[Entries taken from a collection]
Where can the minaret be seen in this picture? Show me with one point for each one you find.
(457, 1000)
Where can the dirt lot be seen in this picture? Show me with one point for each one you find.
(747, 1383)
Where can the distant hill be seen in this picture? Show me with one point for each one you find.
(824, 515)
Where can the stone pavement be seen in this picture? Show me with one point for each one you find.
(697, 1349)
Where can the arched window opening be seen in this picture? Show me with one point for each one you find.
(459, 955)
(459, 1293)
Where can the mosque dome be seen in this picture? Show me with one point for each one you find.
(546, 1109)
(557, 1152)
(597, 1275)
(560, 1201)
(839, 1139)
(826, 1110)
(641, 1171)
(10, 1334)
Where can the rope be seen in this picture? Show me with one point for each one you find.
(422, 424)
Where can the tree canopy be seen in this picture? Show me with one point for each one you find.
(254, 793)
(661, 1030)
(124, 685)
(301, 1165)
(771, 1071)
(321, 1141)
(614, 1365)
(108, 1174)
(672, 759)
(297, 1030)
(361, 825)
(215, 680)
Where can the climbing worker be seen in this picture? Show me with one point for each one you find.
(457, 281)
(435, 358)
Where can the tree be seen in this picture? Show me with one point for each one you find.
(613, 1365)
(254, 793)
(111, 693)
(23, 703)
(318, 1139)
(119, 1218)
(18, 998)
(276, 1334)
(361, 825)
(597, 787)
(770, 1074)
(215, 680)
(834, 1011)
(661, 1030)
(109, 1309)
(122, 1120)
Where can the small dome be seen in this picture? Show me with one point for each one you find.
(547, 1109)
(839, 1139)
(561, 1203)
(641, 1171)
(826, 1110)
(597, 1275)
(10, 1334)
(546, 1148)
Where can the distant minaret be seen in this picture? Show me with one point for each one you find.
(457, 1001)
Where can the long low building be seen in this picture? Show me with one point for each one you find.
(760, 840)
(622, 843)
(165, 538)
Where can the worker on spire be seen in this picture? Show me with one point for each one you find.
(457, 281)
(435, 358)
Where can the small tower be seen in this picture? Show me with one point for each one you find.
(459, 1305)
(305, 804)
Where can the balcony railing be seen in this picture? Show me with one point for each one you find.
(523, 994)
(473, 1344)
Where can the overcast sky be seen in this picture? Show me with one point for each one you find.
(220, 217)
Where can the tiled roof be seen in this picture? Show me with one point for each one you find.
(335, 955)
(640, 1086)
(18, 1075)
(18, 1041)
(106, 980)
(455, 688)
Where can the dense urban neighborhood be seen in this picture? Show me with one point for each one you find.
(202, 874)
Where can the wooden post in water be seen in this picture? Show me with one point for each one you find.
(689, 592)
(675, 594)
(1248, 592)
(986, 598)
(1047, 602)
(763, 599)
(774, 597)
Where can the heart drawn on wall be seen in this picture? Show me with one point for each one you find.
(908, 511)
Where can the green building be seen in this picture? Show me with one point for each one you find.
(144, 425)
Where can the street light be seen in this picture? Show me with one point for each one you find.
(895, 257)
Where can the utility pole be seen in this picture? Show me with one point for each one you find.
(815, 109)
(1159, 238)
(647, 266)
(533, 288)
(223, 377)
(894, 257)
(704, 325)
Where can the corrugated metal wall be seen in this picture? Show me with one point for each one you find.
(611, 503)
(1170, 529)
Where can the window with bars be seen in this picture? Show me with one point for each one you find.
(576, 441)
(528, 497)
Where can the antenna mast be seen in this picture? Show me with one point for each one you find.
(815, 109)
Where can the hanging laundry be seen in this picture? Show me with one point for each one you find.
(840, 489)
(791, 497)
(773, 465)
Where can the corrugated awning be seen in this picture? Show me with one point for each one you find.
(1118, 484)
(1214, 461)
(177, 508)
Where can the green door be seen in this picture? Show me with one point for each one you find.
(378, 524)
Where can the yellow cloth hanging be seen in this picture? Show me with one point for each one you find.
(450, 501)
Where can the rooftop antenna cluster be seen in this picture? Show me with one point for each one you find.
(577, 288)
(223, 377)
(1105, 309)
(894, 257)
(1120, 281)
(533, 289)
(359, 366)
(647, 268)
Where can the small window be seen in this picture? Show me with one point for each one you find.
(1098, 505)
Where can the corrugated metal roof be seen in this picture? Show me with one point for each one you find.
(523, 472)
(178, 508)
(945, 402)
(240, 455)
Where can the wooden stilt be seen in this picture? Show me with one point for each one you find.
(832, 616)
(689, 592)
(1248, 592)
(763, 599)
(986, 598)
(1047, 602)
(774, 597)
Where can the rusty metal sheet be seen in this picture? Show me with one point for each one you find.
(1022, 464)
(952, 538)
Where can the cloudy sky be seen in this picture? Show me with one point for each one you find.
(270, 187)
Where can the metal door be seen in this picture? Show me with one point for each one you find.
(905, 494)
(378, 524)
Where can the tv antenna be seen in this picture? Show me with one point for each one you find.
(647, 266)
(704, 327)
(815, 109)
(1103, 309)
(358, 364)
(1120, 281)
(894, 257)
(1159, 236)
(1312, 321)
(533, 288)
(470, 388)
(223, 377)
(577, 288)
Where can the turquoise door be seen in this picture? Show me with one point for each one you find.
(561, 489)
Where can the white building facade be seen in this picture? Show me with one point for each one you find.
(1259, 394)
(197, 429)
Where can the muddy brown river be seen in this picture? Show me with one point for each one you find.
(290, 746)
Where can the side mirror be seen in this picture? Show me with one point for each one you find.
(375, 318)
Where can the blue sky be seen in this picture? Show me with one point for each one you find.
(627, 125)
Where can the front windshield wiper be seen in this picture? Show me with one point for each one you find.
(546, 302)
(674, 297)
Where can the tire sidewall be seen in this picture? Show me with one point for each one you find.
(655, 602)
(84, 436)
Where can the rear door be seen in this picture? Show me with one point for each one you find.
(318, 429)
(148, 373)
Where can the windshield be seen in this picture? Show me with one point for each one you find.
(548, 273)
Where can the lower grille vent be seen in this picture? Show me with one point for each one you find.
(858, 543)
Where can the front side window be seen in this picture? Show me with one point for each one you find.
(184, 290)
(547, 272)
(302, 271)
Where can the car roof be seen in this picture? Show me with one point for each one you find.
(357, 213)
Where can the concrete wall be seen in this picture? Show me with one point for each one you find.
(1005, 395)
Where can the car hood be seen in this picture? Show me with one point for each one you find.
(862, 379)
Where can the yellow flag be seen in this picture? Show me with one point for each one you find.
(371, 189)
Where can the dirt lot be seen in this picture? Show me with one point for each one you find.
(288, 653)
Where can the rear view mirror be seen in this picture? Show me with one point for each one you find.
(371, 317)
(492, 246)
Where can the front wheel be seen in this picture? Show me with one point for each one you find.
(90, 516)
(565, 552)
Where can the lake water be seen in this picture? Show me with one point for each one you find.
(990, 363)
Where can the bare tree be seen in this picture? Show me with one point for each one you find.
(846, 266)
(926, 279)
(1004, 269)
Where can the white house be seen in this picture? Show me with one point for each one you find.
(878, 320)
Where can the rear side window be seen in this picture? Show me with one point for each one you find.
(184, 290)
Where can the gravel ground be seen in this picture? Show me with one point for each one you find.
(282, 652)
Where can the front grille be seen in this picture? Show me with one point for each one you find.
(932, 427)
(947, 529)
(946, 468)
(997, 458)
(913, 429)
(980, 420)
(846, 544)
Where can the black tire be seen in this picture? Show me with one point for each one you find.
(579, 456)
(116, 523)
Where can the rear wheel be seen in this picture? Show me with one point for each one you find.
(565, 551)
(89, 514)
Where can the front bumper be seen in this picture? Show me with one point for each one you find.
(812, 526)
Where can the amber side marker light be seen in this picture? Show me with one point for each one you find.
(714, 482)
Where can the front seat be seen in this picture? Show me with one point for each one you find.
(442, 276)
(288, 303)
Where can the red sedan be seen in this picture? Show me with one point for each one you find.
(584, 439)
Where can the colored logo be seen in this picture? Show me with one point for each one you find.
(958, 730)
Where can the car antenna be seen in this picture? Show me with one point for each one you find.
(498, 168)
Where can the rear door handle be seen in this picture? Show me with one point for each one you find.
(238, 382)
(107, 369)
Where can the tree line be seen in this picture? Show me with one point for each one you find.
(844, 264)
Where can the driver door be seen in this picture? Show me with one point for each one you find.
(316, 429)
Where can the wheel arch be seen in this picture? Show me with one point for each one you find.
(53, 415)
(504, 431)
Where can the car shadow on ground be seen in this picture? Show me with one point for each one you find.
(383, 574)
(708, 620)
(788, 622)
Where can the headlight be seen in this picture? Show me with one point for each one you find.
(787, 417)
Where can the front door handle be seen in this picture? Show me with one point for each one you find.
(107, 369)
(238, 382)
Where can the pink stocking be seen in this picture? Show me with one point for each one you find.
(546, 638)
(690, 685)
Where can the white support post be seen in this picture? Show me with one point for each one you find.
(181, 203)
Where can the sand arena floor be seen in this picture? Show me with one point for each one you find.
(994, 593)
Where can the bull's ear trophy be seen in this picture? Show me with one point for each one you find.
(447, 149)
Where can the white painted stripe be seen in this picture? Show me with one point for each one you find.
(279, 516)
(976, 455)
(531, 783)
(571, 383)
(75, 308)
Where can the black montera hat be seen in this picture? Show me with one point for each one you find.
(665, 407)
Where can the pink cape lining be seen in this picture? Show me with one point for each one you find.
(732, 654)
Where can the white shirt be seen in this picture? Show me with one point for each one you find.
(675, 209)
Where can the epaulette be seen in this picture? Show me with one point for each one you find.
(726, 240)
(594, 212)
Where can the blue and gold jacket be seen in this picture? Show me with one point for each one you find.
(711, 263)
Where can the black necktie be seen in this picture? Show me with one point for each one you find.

#### WORK REQUIRED:
Output exactly the lines of the data that run from the one containing "Where can the white shirt" to the very last line, and no others.

#### TASK SOLUTION:
Where can the white shirt be seen in this picture? Show me with one point for each one you find.
(675, 209)
Where can the epaulette be seen in this picture? Show me with one point for each one you find.
(726, 240)
(594, 212)
Where can the blue and gold jacket be seen in this picture? Show me with one point for each one you find.
(711, 263)
Where can the black necktie be seen in this picture? Show me with one point for each one you find.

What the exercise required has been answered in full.